_Фрагмент документа_
Дмитрий Ицкович и Иван Давыдов для проекта «После» продолжают разговор с юристом и политологом Владимиром Пастуховым о грядущей федерализации России, о неизбежной катастрофе, о станции Дно, на которую Россия прибудет, и о том, как и куда с этой станции можно выбраться
Я сегодня выступаю в роли этакого мастера Гамбса, который «сим полукреслом» завершал партию мебели. Я слишком долго топтался на теме федерализации, а всему хорошему рано или поздно приходит конец, и нужно поставить точку в этой теме. Почему точку? Потому что то, что я мог сказать, сказано, а дальше одно из двух — либо тема становится неактуальной, либо она выходит за пределы политической философии, и тогда ею должны заниматься люди, которые понимают эмпирику. Всё то, что можно было сказать и сформулировать пока, на данном этапе, без участия конституционалистов, политических географов, экономистов-практиков, специалистов по бюджету и так далее, я уже сказал и я буду повторяться. Можно было бы обойтись и без сегодняшнего разговора, но есть у меня одно «но».

_Задание 1_
Переведите на английский язык предложение из текста о федерализации России: «Я слишком долго топтался на теме федерализации, а всему хорошему рано или поздно приходит конец, и нужно поставить точку в этой теме».

_Сохранённые записи_
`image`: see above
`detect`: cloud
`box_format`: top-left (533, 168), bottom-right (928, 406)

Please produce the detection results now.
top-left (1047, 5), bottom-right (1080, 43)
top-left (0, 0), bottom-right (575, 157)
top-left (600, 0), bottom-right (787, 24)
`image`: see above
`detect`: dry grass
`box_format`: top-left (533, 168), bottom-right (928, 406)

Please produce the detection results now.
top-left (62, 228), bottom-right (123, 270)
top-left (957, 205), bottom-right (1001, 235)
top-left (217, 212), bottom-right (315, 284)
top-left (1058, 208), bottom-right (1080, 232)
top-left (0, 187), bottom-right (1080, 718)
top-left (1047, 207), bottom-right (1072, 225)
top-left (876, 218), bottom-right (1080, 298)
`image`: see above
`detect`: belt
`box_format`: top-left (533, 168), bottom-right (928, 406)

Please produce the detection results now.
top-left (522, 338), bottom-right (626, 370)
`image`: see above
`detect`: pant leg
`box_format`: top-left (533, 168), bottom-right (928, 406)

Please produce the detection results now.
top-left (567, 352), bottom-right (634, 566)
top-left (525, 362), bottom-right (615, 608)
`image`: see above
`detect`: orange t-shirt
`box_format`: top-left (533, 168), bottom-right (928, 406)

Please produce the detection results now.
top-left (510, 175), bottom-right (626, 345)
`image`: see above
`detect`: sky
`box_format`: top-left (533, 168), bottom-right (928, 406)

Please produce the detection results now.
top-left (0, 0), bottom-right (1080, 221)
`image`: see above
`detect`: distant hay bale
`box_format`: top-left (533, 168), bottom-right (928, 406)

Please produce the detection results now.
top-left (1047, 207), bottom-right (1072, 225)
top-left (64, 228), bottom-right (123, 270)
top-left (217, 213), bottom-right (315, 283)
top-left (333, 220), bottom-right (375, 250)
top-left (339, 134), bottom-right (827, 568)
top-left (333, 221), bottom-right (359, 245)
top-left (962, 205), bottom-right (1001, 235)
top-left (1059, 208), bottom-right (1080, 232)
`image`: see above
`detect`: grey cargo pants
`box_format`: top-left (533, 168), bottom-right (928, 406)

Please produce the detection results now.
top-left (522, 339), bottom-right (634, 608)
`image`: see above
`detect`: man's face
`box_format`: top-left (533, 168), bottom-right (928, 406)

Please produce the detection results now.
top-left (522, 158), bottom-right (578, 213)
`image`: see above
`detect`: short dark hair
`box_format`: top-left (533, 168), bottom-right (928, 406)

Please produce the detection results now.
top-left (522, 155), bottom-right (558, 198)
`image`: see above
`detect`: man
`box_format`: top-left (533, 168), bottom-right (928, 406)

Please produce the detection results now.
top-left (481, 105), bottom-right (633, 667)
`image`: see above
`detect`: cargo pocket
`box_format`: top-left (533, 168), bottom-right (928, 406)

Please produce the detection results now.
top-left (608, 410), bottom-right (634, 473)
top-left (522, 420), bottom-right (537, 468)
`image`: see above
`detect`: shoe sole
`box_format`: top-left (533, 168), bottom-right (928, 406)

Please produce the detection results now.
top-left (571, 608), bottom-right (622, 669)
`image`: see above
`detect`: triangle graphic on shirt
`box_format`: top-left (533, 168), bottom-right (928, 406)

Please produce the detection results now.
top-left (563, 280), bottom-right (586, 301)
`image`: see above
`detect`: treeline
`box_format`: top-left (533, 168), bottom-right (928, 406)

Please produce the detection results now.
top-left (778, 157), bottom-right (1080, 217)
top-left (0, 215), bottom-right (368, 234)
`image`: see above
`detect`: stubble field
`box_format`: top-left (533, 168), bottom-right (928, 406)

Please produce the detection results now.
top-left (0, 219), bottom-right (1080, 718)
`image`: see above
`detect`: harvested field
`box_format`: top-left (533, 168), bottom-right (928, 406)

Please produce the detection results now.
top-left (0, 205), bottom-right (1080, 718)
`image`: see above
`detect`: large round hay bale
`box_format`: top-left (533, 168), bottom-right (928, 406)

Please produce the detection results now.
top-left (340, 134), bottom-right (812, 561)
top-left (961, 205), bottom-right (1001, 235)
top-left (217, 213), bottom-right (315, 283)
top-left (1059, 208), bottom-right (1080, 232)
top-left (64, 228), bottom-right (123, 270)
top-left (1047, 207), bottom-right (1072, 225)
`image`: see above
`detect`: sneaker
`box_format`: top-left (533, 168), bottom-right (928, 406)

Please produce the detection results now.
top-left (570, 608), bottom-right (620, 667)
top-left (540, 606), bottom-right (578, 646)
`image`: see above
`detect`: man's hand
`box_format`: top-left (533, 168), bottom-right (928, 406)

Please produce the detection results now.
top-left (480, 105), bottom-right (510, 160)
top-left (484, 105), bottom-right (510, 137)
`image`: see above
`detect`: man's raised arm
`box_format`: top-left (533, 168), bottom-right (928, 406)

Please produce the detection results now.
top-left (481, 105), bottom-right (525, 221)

==

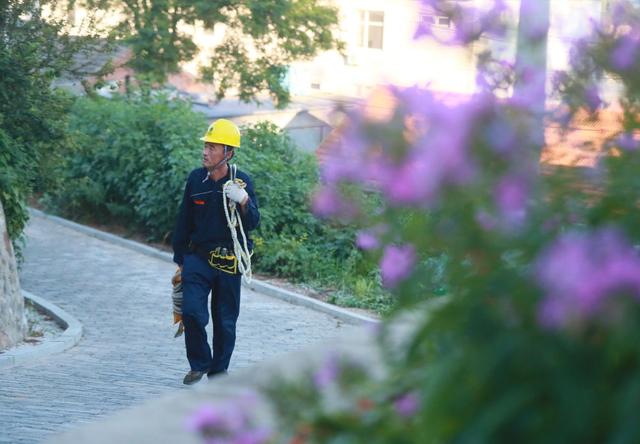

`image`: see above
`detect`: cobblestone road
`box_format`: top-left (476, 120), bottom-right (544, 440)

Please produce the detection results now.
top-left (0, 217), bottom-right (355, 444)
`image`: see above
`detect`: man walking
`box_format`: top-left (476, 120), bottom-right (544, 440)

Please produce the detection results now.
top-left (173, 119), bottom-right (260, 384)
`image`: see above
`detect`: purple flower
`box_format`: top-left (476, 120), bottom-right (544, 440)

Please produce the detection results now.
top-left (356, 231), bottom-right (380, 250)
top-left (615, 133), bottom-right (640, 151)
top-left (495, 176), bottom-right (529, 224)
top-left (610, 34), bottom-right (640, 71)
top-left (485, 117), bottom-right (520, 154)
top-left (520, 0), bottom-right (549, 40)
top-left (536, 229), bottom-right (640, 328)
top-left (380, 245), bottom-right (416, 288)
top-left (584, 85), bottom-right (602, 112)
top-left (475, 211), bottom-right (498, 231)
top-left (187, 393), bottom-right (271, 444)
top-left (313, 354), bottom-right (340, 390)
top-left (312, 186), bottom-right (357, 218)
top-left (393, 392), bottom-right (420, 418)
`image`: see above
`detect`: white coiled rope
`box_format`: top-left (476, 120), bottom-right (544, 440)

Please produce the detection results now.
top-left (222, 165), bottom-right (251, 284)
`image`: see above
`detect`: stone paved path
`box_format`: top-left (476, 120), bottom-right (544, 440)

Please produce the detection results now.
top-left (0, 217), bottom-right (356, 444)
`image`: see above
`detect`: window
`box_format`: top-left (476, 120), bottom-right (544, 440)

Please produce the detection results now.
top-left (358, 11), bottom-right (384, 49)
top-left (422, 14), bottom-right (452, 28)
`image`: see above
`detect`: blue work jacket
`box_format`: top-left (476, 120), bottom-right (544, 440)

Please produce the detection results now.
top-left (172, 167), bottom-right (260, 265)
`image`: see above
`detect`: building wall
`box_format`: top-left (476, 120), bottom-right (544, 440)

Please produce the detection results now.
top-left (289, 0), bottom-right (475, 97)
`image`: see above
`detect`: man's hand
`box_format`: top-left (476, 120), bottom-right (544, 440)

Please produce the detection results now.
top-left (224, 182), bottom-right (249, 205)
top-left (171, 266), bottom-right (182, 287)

* * *

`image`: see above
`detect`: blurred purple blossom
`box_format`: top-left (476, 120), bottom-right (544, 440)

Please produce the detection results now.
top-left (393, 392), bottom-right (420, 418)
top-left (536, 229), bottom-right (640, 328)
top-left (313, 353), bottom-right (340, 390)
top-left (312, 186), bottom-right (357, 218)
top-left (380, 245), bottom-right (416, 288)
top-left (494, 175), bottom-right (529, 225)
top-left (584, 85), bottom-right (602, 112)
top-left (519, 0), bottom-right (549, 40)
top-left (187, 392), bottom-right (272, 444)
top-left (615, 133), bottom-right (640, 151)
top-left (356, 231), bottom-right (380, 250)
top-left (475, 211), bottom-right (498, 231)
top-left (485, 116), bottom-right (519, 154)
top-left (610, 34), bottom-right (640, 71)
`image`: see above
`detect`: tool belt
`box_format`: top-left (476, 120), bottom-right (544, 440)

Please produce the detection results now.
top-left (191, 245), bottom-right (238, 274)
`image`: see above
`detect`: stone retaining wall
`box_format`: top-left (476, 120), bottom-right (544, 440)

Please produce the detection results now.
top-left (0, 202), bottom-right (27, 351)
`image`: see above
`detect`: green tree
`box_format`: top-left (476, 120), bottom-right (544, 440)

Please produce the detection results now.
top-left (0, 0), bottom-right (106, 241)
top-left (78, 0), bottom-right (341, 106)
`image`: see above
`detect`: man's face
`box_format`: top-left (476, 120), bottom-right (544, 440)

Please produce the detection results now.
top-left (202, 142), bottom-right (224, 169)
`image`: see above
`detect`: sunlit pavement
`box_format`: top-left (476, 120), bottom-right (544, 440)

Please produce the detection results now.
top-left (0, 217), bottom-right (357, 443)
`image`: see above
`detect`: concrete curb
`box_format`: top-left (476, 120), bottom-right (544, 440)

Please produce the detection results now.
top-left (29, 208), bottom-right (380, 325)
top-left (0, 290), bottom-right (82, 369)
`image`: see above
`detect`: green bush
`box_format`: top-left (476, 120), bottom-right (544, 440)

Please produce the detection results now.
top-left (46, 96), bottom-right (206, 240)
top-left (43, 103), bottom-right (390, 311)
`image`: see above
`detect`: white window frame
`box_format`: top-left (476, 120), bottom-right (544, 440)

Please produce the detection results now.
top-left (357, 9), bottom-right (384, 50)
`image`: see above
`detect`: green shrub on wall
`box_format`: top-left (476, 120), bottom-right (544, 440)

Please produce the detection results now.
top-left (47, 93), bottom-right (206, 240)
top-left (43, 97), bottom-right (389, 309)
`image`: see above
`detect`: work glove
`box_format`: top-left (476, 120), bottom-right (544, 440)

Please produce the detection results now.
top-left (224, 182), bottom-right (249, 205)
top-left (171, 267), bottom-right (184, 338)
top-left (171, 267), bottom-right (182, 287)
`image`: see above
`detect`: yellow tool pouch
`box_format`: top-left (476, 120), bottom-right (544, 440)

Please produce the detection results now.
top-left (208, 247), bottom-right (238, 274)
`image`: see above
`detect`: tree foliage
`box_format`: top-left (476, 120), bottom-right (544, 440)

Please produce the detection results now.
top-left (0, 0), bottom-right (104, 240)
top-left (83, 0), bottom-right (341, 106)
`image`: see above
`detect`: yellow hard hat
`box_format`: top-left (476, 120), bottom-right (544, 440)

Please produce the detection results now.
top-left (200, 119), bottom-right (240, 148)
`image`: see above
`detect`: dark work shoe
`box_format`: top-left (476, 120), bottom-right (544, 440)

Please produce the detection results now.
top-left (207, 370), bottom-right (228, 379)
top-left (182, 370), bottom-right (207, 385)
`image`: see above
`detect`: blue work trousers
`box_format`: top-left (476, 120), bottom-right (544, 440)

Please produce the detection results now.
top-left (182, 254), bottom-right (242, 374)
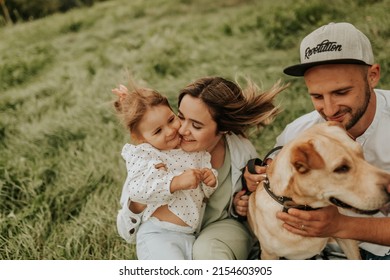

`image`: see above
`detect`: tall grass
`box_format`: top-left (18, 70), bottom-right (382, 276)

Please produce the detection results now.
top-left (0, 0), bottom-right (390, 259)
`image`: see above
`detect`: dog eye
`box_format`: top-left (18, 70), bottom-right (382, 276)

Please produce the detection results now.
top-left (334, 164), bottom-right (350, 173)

_Задание 2_
Покажите все строки записей, в которых встречается слово «work».

_Ожидаемый ответ 1_
I have lingered on the topic of federalization for too long, and all good things come to an end sooner or later, so it is time to put a final period on this topic.

_Ожидаемый ответ 2_
`detect`: blue work jacket
`detect`: work glove
`detect`: dark work shoe
`detect`: blue work trousers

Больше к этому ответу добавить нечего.